→ **Directions**
State only the number of lines in the material below that contain the string "silver".

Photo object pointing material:
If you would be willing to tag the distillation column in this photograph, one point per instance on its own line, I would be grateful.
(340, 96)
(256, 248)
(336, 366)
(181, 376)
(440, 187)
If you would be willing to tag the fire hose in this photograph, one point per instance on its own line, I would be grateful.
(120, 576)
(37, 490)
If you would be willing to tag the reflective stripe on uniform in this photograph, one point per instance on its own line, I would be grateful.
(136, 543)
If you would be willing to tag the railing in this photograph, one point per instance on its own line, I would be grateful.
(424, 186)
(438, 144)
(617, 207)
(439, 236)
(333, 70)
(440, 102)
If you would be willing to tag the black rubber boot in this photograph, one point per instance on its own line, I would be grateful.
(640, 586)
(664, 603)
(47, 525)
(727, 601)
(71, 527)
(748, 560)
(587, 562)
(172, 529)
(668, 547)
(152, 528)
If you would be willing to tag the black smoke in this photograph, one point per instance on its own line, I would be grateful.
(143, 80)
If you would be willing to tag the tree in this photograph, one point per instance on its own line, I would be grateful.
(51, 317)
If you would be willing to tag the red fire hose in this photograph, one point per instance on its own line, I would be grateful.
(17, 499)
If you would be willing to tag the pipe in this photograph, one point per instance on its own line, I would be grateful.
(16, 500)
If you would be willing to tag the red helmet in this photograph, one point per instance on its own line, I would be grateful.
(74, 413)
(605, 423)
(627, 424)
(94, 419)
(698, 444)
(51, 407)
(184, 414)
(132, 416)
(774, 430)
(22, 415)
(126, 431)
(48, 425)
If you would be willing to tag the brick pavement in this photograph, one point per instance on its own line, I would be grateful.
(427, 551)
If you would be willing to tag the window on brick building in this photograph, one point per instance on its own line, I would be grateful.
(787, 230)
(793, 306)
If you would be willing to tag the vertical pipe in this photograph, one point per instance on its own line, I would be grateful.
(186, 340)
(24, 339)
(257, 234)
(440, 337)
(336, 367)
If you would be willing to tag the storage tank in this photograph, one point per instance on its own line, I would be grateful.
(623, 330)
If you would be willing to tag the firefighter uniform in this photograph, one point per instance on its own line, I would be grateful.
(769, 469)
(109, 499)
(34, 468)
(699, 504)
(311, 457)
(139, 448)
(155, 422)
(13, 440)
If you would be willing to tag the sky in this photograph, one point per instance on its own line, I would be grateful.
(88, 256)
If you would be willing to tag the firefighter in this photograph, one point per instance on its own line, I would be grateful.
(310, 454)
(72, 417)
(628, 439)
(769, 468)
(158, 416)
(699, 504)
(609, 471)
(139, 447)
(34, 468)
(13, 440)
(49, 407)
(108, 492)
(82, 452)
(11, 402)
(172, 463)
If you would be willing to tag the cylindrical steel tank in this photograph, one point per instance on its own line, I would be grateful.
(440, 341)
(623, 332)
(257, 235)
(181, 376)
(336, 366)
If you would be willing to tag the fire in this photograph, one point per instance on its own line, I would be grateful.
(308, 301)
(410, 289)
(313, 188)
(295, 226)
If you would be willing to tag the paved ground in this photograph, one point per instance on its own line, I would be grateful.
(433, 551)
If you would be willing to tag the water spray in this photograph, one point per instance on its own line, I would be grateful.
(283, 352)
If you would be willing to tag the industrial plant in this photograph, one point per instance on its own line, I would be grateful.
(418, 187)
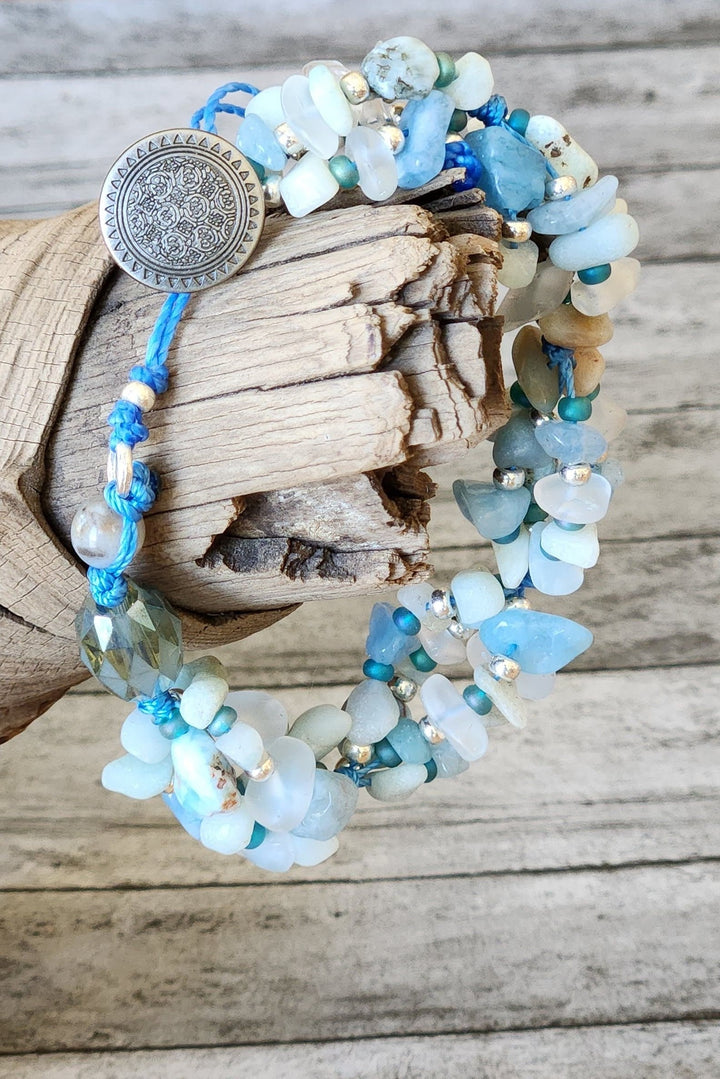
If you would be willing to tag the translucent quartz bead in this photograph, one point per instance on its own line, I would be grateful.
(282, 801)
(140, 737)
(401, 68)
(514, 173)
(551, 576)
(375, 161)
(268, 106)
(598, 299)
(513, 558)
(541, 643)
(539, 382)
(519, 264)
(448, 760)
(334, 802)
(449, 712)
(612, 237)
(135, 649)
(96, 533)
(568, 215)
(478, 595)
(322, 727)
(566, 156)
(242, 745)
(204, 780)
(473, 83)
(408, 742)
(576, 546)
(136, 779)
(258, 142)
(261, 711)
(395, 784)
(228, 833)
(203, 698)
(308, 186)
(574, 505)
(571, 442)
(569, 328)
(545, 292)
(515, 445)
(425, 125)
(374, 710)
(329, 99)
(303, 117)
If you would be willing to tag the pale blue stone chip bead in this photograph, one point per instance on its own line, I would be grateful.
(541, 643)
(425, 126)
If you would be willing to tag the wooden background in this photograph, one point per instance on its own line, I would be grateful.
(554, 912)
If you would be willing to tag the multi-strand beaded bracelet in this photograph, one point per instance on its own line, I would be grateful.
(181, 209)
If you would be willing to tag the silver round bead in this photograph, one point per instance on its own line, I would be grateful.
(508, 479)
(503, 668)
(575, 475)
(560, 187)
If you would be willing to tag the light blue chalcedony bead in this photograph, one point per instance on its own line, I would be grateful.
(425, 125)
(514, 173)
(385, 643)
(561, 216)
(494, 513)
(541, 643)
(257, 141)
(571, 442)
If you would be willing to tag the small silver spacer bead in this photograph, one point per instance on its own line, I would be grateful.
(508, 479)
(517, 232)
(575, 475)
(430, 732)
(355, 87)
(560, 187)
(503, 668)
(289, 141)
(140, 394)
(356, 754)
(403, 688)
--
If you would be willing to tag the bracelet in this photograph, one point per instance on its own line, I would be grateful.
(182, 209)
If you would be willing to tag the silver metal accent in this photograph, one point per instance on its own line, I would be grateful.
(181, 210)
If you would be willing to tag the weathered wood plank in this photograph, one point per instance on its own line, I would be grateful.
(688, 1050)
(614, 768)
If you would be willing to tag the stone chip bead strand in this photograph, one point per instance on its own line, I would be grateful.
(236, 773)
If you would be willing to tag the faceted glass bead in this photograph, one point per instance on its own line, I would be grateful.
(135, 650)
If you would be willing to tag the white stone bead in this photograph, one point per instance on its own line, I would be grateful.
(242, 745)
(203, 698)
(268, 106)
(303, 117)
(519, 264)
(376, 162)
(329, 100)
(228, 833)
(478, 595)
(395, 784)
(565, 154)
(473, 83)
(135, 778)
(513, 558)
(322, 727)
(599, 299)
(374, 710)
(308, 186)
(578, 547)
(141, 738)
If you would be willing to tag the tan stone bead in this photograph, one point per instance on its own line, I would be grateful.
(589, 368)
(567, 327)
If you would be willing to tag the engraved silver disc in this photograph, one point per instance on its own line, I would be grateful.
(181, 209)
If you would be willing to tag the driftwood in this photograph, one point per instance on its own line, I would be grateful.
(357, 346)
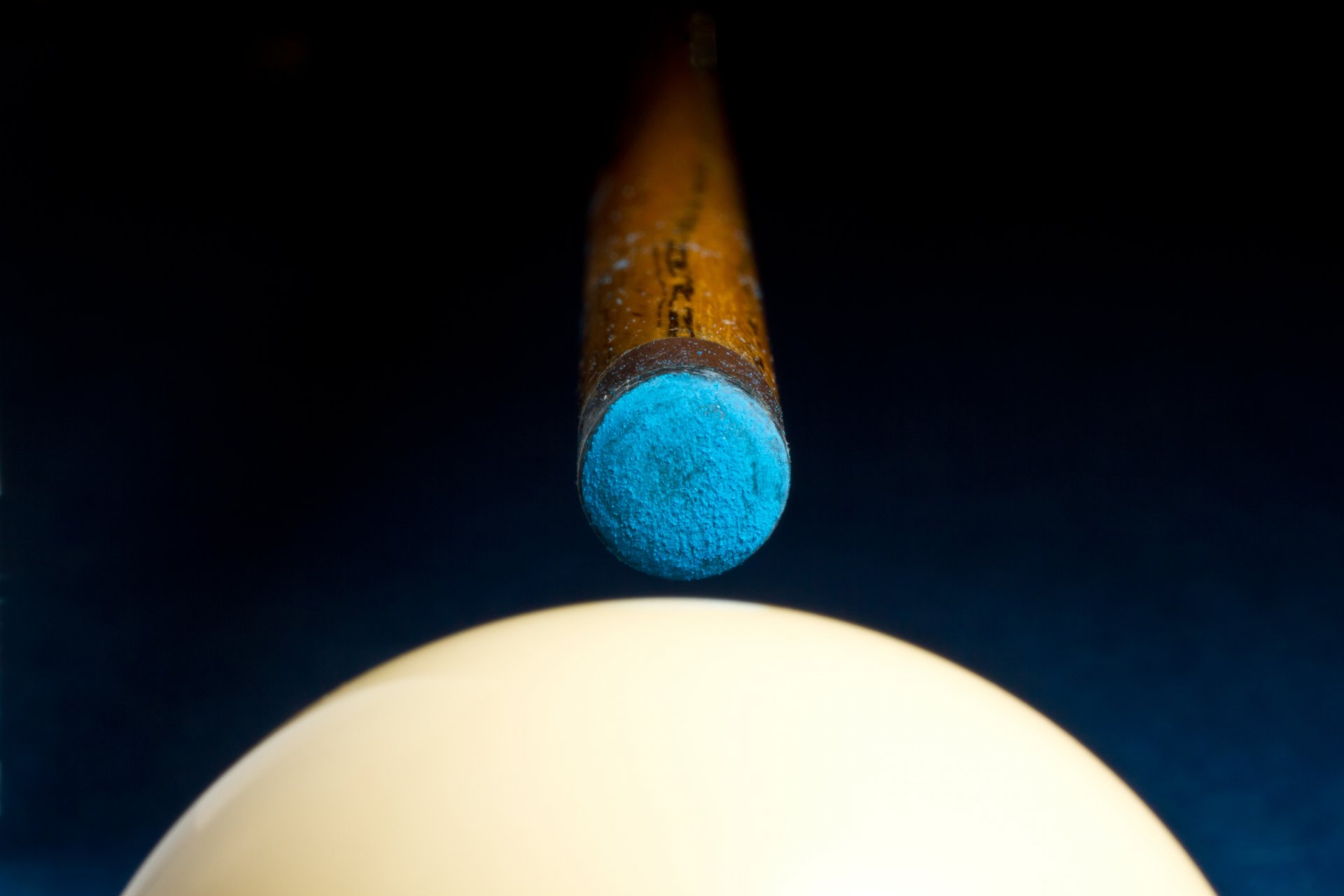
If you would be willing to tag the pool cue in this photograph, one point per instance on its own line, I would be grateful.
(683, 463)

→ **Correct answer**
4